EXTRACTED DATA →
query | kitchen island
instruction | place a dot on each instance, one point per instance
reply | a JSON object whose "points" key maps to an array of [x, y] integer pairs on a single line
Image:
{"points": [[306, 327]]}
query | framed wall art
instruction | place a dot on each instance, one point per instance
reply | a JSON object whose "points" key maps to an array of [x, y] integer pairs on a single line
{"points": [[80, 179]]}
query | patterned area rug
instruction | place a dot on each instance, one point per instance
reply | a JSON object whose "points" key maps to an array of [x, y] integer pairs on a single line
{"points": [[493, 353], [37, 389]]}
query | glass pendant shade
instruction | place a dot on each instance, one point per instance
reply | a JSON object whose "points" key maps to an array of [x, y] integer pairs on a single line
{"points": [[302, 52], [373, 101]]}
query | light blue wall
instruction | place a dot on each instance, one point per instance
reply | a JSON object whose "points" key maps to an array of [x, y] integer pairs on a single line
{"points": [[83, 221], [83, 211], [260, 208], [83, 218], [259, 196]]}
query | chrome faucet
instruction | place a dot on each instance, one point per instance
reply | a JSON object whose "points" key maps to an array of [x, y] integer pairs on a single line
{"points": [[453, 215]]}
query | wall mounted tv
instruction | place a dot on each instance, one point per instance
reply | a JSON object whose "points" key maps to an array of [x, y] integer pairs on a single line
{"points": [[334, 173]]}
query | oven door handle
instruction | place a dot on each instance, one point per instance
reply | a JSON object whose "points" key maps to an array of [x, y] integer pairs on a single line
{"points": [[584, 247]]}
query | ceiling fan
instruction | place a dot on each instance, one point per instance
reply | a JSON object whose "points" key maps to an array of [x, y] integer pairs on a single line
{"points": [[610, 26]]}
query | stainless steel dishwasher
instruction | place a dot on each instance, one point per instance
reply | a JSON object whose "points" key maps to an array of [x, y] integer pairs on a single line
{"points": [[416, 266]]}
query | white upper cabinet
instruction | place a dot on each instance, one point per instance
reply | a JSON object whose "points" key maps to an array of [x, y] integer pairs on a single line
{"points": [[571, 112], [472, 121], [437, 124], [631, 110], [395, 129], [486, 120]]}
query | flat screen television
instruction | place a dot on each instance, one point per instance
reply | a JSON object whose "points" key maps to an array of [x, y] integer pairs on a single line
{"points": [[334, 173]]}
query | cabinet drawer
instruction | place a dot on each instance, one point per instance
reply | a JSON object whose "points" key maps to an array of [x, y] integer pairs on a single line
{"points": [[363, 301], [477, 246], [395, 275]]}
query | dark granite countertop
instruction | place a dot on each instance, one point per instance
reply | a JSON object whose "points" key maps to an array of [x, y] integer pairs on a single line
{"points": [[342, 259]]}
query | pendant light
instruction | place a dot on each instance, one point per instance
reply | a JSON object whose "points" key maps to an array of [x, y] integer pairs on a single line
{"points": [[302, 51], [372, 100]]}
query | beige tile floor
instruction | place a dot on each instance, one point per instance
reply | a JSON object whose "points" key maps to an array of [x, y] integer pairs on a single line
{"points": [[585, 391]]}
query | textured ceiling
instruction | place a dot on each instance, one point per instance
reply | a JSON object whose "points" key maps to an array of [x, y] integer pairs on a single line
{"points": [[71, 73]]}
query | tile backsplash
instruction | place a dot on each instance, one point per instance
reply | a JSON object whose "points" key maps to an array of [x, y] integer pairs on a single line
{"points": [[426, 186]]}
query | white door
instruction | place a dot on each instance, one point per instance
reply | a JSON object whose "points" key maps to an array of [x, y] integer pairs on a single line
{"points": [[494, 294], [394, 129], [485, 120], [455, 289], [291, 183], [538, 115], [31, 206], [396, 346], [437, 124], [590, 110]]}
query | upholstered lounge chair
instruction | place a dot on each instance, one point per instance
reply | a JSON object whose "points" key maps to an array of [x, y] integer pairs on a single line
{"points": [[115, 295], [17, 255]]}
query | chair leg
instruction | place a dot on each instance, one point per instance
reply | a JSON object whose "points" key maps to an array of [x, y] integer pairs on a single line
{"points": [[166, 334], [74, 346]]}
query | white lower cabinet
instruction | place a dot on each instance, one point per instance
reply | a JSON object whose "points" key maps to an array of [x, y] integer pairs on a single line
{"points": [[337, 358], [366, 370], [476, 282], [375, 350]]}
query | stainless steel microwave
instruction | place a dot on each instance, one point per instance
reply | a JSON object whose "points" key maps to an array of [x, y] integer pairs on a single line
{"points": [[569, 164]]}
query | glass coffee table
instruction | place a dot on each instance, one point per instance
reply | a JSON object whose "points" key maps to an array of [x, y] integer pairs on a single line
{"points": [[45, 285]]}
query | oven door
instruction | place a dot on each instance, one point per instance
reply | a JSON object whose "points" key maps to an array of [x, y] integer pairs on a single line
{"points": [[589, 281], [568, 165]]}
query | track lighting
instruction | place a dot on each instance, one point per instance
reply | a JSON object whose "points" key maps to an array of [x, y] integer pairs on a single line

EXERCISE OBJECTIVE → Your output consists solely of the lines from the one with "query | glass coffee table" through the last line, copied exactly.

RIGHT ANSWER →
query | glass coffee table
instruction | place a dot on each instance, one point per instance
reply | a JSON object whose "points" key maps to an array of [x, y] integer pairs on a single line
{"points": [[45, 285]]}
query | oven door
instruction | place a dot on each instance, one point per instance
reply | a JSON object whose "points" key maps to an array of [x, y] integer pairs on a single line
{"points": [[589, 281], [568, 165]]}
query | track lighting
instruction | place a dot on each instance, one point per instance
reply | a JSON object whose "points" key maps to an array of [x, y] integer pairs on a single line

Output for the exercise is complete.